Page extract>

════════════════════

So the museum was on a residential street; it was free, and by the time I got there, it was closed. No matter. It wasn't locked so I went in. I wandered around for about 30 minutes, left a buck in the donation box and went on my way.

Back on the freeway, I see a sign for a turnoff to Orange, VA.

Orange, VA. Wait a minute, that's where JAMES MADISON'S house, Montpelier, is!
GOTTA go see this.

You see, if you seen my act then you know that James Madison and I go WAAAY back; maybe five, six years now. His action figure (yes, there's a James Madison Action Figure) plays prominently in my act. Gets huge laughs. Plus, he was an early president, he wrote the Constitution, and his wife was a babe.

Not bad for a guy who was 5'1" in his boots.

So I left the freeway and headed north for Orange. Driving through the rain (on a road called, appropriately enough, the James Madison Highway) I am nonetheless treated to some of the most beautiful countryside I have ever seen. Rolling hills, bored cattle, you get the idea.

I finally get to Orange and for some reason I miss the painfully obvious signs pointing the way to Montpelier. However, there is a James Madison museum in town, and the lady there points me in the right direction.

And I thought James Monroe had a spread.

The grounds of Montpelier are HUGE. You buy your admission at the gift shop across the street, then you drive over to the entrance where a guard waves you through--provided there isn't someone coming the other way, trying to get out. (It's a one-lane entrance-exit.)

The road leads to an ample parking lot. Signs point to things in all directions; I headed for the orientation room, where they show you a powerpoint show; but it had just ended so I latched on to the last tour of the day.

I was warned at the gift shop that Montpelier was going through a bit of a restoration phase. They weren't kidding.

The familiar four pillars known to historical geeks like me as the front of James Madison's house were still there, but the stairway leading up to the front door was gone; both of the extended wings that Madison added to the home (the service wing, to the right and the so-called "Dolley wing," to the left) were covered in construction platforms and a steady sound of drilling and pounding could be heard.

The tourguide apologized that the house wasn't open for tours yet (Hardhat tours start on July 3) but she did allow us to go into one room in the basement, which was accessible from the front and apparently sturdy enough to allow non-hard-hat visits. That room alone was neat enough; it meant that I actually got into the house.

════════════════════

Data records>
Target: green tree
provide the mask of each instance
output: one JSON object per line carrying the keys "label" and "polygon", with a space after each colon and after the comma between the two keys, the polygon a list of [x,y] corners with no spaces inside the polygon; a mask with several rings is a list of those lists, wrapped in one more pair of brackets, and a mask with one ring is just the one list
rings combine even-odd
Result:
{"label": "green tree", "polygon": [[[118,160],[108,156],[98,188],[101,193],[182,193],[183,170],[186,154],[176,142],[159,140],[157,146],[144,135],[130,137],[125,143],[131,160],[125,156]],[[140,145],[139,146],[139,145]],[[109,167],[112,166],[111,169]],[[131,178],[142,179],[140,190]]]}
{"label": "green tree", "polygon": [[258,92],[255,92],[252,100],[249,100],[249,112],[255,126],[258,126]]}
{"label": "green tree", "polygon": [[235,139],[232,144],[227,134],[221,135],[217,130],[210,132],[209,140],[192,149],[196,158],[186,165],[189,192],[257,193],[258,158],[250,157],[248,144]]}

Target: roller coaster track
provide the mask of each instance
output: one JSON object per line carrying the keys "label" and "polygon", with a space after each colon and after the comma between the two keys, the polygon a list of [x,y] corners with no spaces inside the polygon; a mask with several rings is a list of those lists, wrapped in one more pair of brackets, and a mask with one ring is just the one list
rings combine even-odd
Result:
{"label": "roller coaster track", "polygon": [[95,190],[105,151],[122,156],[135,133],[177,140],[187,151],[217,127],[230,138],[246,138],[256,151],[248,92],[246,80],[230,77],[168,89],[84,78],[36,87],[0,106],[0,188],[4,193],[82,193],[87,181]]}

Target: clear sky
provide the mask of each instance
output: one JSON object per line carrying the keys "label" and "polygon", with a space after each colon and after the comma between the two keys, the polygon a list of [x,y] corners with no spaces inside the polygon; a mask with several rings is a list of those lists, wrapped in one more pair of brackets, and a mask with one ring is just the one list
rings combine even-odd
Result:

════════════════════

Work order A>
Answer these questions from the Montpelier travel account, one per line:
(i) What is the name of the road the writer drives on toward Orange?
(ii) Where do visitors buy admission to Montpelier?
(iii) On what date do hardhat tours begin?
Work order B> Extend the Montpelier travel account, picking up right after its final sentence.
The items are separate material and have no connection to the Montpelier travel account.

Written answer A>
(i) The James Madison Highway
(ii) At the gift shop across the street
(iii) July 3

Written answer B>
This restoration is due to the fact that the home's immediately previous owners, the Du Pont family, had bought the home in the 1920s and done a lot of work to it. They added new rooms and sections on to the home, which are now being removed to bring the home back to the size and design of how it looked when the Madisons actually lived there.

(The home has only been in public ownership since 1983; I didn't know that.)

The Duponts also added two horse race tracks to the property, which are still there and very beautiful. In the back of Montpelier are some amazing gardens which I much enjoyed wandering through. This led to a temporary home for most of the Madison goodies, now stored in a temporary location for the public to see.

Before I left, I stopped at the family cemetery to see James and Dolley's stones. Interesting. Jefferson's stone is locked behind a huge iron gate. Monroe, as I mentioned yesterday, is encased in a cast iron cage in downtown Richmond to protect the public from his zombie ways. But Madison and his wife are separated from the rest of the family cemetery by a simple, waist-high iron fence. Several people have left American flags at the grave, so they apparently don't mind if you hop the rather pointless fence. I didn't; there wasn't really any point.

That done, I hopped back in the car, went back across the street to the gift shop, picked up a shirt (they didn't have the action figures!) and I was on my way back to Richmond, just in time to meet up with my friend and host Tom Anderson at a live outdoor concert by George Thorogood. Can anyone possibly have a more "American" day than that?